• [Exercise set]:
- a) Summarize the equity offerings text in two sentences.
- b) Write the next part of the equity offerings text, picking up right after its final line.

-- Text start --

Proceeds to the Company, net of underwriters' discount and total offering
expenses, were approximately $106,343.
On October 25, 1996, the Company issued 5,750,000 shares of $.01 par
value common stock (the "October 1996 Equity Offering") inclusive of the
underwriters' over-allotment option. The price per share in the October 1996
Equity Offering was $25.50, resulting in gross offering proceeds of $146,625.
Proceeds to the Company, net of underwriters' discount and total offering
expenses, were approximately $137,697.
On September 16, 1997, the Company issued 637,440 shares of $.01 par
value common stock (the "September 1997 Equity Offering"). The price per share
in the September 1997 Equity Offering was $31.38, resulting in gross offering
proceeds of $20,000. Proceeds to the Company, net of underwriters' discount and
total offering expenses, were approximately $18,900.
On October 15, 1997, the Company issued 5,400,000 shares of $.01 par
value common stock (the "October 1997 Equity Offering"). The price per share was
$33.40 resulting in gross offering proceeds of $180,360. Proceeds to the
Company, net of underwritings' discount and the total offering expenses, were
approximately $176,556.
F-18
63
FIRST INDUSTRIAL REALTY TRUST, INC.
NOTES TO CONSOLIDATED FINANCIAL STATEMENTS
(DOLLARS IN THOUSANDS, EXCEPT FOR PER SHARE DATA)

-- Text end --
-- Supplied records start --

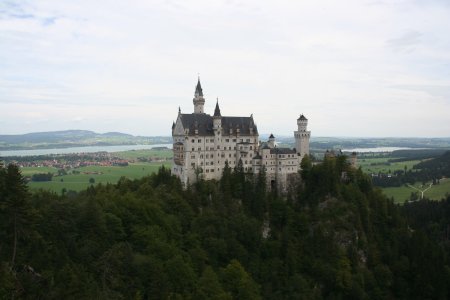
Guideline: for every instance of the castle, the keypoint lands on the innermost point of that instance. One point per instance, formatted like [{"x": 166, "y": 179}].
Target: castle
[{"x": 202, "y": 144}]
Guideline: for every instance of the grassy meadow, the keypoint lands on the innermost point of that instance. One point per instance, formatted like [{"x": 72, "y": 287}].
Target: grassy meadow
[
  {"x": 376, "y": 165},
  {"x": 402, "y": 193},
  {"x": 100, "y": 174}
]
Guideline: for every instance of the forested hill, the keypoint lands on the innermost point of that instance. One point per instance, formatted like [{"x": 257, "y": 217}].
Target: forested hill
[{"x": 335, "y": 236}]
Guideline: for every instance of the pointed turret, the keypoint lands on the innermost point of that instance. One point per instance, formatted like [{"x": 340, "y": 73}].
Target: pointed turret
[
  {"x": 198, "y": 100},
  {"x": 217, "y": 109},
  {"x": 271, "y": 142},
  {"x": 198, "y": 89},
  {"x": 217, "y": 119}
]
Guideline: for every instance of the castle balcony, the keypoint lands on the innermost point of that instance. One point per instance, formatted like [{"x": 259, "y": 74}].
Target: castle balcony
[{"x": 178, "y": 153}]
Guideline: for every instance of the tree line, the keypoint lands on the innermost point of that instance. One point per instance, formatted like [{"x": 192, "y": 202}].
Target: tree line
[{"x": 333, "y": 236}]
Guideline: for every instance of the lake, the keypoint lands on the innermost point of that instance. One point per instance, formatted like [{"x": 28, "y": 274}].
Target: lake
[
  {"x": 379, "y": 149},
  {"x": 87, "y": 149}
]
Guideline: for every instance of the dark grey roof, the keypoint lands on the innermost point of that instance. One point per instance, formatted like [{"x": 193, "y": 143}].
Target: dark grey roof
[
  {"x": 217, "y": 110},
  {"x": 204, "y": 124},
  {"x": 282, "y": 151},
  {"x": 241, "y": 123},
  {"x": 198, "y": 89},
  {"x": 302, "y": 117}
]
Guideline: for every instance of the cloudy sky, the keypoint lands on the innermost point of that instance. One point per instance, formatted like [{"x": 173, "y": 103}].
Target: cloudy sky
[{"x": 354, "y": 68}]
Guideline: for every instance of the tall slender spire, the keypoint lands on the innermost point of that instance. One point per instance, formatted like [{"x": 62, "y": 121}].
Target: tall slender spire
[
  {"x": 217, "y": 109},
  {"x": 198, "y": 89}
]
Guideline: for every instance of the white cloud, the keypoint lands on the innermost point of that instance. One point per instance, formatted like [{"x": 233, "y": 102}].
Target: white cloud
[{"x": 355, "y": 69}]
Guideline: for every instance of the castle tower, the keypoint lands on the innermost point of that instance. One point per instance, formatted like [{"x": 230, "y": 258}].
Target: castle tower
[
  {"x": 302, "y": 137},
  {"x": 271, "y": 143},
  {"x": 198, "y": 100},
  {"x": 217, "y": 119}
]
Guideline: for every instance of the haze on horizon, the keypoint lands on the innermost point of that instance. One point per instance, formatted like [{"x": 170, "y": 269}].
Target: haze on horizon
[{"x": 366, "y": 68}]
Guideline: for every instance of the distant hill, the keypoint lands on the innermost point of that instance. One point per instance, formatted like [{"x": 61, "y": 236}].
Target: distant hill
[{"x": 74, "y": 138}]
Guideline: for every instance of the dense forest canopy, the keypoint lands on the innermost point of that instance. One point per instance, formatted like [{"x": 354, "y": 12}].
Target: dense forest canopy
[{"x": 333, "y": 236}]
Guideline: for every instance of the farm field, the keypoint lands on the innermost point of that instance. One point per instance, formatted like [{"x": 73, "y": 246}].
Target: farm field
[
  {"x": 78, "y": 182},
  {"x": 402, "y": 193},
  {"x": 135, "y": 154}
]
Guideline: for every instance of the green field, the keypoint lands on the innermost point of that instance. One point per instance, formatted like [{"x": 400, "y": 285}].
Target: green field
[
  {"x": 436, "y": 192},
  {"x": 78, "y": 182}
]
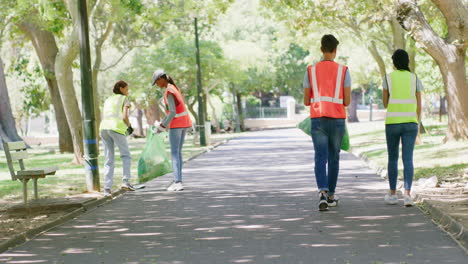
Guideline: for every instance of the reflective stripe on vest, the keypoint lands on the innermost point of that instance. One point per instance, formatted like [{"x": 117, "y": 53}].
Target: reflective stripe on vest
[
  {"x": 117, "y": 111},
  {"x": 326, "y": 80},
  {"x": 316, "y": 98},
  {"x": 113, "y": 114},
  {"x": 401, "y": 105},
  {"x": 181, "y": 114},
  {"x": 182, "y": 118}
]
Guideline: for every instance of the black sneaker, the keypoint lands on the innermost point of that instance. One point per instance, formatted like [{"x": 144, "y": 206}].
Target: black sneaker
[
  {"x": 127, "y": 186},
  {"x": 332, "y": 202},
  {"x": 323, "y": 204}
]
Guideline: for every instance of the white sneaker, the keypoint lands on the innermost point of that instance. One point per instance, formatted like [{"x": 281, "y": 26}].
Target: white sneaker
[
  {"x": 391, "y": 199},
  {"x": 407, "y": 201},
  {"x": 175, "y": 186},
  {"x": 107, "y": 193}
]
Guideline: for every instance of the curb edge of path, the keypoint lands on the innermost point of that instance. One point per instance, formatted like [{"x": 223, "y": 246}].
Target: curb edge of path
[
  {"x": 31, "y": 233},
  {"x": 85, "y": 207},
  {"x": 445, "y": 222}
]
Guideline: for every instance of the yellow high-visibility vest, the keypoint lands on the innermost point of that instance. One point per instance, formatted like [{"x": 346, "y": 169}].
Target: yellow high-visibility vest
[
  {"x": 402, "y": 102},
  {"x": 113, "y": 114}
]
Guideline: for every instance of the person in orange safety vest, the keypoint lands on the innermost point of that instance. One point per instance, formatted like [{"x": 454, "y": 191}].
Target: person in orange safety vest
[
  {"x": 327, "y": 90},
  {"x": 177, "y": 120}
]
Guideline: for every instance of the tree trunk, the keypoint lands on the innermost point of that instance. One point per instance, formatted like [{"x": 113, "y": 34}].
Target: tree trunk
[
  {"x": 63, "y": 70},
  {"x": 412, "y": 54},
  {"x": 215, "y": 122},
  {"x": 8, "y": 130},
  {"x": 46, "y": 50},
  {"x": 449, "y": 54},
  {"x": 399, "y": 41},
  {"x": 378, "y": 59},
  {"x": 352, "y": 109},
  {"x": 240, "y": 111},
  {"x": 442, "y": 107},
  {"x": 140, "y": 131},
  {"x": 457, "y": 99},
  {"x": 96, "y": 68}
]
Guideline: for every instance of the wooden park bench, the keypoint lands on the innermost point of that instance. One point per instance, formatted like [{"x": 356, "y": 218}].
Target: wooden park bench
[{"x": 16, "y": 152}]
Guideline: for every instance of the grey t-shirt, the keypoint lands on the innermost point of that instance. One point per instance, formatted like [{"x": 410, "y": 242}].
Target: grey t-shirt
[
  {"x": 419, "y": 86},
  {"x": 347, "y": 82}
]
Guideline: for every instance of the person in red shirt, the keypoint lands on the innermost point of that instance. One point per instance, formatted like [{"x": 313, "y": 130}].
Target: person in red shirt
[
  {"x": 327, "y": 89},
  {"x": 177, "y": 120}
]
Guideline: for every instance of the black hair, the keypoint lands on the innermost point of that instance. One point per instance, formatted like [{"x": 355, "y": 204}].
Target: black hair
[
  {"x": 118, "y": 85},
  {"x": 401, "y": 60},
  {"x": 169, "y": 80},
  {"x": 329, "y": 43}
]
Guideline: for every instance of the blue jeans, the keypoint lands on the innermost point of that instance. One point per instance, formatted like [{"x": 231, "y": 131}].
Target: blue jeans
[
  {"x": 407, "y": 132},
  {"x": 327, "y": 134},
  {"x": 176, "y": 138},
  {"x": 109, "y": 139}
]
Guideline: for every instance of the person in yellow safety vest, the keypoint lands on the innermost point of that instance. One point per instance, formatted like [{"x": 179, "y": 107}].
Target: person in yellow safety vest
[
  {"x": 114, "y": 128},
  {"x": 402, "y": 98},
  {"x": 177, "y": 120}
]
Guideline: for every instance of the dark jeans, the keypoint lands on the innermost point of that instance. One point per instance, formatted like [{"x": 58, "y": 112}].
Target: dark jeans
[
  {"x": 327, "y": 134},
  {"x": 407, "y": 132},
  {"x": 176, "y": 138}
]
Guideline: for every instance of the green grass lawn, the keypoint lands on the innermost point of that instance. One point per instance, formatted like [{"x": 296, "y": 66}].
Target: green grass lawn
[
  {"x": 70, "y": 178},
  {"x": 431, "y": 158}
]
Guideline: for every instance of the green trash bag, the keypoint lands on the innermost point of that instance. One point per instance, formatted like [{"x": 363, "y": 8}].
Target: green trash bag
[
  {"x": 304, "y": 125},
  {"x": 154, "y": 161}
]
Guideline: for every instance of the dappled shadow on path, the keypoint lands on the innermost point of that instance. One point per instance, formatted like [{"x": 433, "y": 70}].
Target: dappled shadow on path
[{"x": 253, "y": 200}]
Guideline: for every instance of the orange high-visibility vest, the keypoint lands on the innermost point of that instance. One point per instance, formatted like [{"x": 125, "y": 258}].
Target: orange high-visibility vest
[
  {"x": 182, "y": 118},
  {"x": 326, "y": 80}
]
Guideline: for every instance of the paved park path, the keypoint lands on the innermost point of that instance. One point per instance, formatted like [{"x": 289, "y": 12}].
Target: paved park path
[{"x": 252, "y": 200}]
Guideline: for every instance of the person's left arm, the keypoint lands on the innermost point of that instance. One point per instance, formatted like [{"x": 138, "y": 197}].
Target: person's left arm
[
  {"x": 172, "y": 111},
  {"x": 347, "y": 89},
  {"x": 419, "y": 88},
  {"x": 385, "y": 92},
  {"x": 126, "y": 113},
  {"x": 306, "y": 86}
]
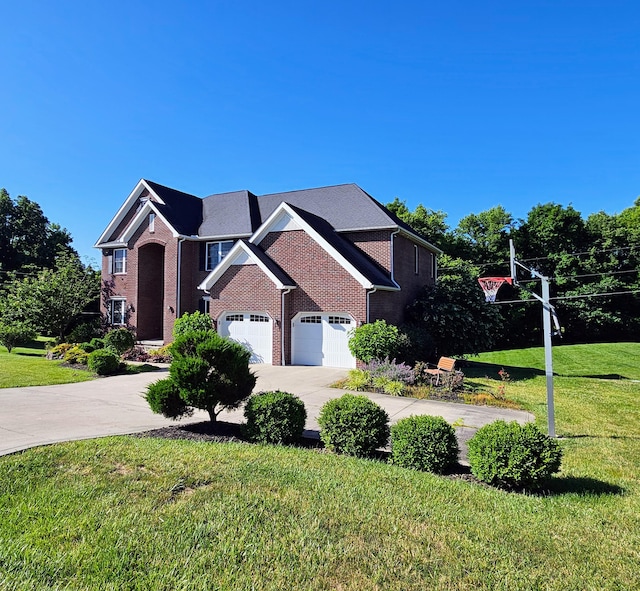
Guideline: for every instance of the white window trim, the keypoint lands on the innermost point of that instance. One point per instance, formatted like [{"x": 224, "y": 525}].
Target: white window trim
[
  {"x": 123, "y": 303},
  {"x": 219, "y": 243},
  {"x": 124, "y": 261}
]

-- Supplied records end --
-- Supplied records start --

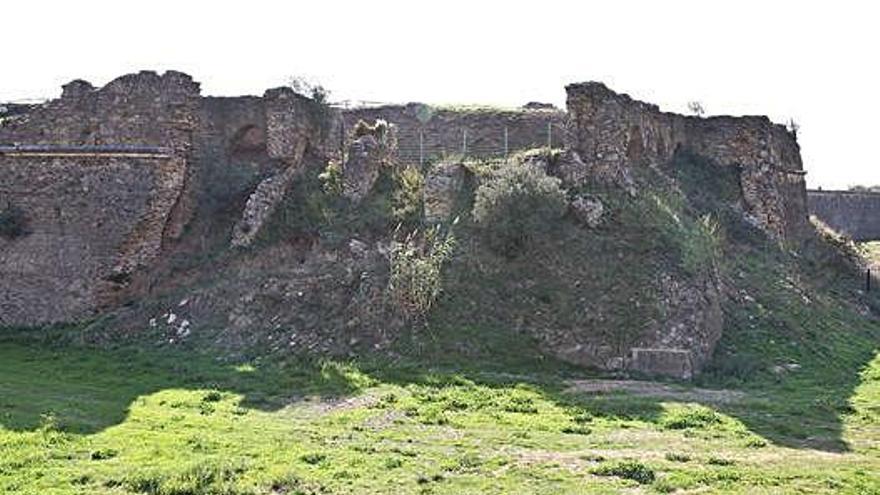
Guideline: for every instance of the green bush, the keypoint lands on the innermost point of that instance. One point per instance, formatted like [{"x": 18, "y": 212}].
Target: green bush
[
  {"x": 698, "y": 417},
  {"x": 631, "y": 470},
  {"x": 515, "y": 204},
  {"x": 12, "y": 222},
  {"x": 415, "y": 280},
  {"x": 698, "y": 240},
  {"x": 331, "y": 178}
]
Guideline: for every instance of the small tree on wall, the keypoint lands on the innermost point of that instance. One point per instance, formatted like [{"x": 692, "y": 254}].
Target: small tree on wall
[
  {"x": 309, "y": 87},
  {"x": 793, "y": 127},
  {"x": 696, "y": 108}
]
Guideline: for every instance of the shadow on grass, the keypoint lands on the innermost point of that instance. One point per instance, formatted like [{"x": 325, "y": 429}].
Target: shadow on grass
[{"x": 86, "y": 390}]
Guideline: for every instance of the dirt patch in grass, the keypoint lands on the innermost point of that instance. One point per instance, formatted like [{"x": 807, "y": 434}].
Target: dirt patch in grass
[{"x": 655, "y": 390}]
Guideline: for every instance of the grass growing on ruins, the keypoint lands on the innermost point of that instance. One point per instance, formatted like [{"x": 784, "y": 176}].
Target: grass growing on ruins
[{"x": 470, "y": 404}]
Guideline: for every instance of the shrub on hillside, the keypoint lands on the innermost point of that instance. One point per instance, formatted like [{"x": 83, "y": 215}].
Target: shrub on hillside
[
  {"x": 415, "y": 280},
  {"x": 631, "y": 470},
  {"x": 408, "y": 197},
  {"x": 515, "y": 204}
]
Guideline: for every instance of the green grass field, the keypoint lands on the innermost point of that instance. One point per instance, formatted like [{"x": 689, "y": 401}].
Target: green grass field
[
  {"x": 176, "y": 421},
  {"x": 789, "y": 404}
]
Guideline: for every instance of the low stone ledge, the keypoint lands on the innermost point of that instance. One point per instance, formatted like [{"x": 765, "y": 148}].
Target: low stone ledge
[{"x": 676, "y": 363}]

-- Supplied records end --
-- Supplied records start --

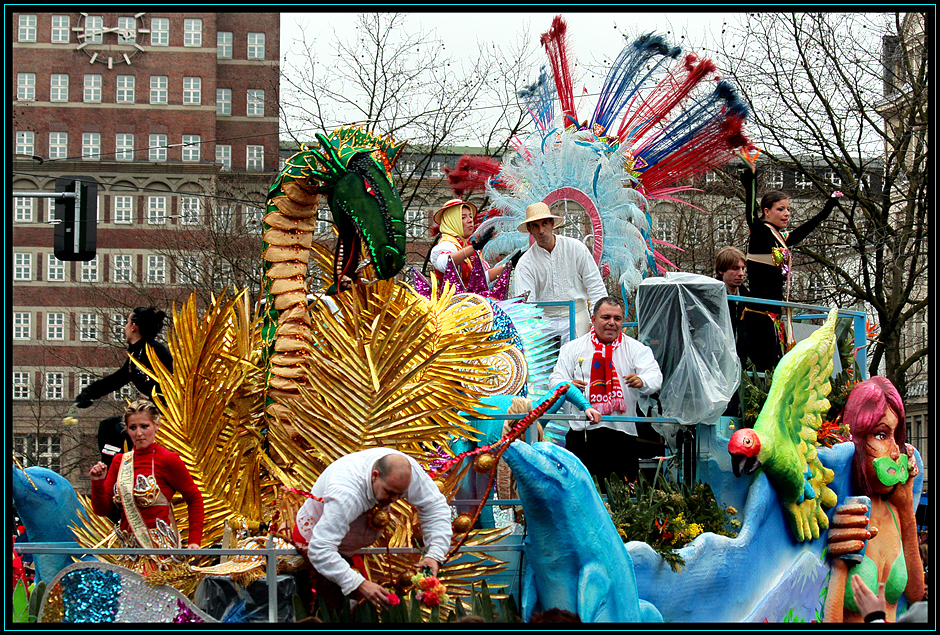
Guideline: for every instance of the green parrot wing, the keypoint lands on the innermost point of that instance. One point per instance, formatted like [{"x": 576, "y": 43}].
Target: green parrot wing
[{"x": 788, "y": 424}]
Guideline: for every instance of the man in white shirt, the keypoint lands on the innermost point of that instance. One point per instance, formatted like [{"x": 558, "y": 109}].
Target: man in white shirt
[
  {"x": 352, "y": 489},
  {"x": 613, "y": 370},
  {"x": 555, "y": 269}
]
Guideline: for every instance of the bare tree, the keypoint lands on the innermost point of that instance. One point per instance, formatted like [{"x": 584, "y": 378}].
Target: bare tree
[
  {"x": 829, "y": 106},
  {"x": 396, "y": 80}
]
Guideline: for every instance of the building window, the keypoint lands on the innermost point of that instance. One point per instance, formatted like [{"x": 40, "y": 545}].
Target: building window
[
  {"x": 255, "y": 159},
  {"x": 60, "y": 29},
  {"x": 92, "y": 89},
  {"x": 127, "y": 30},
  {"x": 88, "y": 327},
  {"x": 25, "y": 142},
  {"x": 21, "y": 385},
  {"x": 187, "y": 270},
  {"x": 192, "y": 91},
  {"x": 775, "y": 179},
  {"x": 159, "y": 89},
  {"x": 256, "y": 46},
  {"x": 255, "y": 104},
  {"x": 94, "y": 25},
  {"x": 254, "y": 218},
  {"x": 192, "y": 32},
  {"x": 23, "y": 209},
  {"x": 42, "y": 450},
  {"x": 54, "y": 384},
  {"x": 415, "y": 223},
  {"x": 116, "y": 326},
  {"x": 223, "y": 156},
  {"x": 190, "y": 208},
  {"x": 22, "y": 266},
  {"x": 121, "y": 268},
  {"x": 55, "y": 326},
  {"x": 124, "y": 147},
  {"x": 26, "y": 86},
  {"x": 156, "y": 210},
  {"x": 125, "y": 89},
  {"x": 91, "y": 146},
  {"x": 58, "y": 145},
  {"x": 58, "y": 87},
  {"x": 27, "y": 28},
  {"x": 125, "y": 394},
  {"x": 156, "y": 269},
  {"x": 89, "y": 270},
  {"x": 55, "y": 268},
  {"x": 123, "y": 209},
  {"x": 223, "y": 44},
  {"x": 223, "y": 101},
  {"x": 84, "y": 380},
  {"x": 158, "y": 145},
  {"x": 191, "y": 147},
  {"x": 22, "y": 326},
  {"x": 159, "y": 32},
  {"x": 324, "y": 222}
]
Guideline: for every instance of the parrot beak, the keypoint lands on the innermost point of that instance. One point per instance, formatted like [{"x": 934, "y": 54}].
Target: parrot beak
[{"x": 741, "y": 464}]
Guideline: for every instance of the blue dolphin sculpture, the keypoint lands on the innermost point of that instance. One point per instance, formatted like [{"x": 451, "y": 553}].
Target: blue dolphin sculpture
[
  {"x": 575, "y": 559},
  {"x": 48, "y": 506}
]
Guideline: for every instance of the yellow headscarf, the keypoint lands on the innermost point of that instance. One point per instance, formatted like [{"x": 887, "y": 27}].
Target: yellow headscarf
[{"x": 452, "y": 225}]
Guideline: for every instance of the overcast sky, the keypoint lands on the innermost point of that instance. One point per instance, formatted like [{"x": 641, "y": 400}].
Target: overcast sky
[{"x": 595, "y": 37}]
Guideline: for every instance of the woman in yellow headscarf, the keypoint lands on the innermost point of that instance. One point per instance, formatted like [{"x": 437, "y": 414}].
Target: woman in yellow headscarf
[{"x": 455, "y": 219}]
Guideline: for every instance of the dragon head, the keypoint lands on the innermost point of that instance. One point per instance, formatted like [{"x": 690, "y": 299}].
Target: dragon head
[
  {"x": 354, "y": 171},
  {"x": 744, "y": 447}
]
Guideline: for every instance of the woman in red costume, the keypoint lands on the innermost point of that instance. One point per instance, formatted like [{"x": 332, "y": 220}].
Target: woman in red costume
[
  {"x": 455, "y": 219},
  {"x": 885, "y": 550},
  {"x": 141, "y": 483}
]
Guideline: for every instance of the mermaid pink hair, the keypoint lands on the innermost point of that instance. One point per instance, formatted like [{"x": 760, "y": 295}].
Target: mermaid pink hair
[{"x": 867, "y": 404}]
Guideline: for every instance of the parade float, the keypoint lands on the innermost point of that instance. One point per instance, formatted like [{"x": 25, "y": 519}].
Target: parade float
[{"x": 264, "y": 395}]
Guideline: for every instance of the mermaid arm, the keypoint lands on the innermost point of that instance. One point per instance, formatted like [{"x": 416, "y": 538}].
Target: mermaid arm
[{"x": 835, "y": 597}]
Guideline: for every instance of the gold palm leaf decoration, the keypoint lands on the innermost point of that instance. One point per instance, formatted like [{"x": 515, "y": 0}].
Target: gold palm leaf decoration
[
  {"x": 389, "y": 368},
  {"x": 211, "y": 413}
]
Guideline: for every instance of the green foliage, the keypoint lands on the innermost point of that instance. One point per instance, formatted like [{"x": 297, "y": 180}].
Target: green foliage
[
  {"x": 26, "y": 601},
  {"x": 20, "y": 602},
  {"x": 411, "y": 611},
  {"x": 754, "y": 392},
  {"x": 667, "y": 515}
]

-- Supplied records end --

• [Per-task outputs]:
- a) On October 25, 1996, the Company issued 5,750,000 shares of $.01 par value common stock at $25.50 per share, producing gross proceeds of $146,625 and net proceeds of approximately $137,697. In 1997 it issued 637,440 shares on September 16 at $31.38 per share (gross $20,000, net approximately $18,900) and 5,400,000 shares on October 15 at $33.40 per share (gross $180,360, net approximately $176,556).

- b)
5. STOCKHOLDERS' EQUITY, CONTINUED
Preferred Stock:
In 1995, the Company issued 1,650,000 shares of 9.5%, $.01 par value,
Series A Cumulative Preferred Stock (the "Series A Preferred Stock") at an
initial offering price of $25 per share. Dividends on the Series A Preferred
Stock are cumulative from the date of initial issuance and are payable quarterly
in arrears. The payment of dividends and amounts upon liquidation, dissolution
or winding-up ranks senior to the payments on the Company's $.01 par value
common stock ("Common Stock"). The Series A Preferred Stock is not redeemable
prior to November 17, 2000. On or after November 17, 2000, the Series A
Preferred Stock is redeemable for cash at the option of the Company, in whole or
in part, at $25.00 per share, or $41,250 in the aggregate, plus dividends
accrued and unpaid to the redemption date. The Series A Preferred Stock has no
stated maturity and is not convertible into any other securities of the Company.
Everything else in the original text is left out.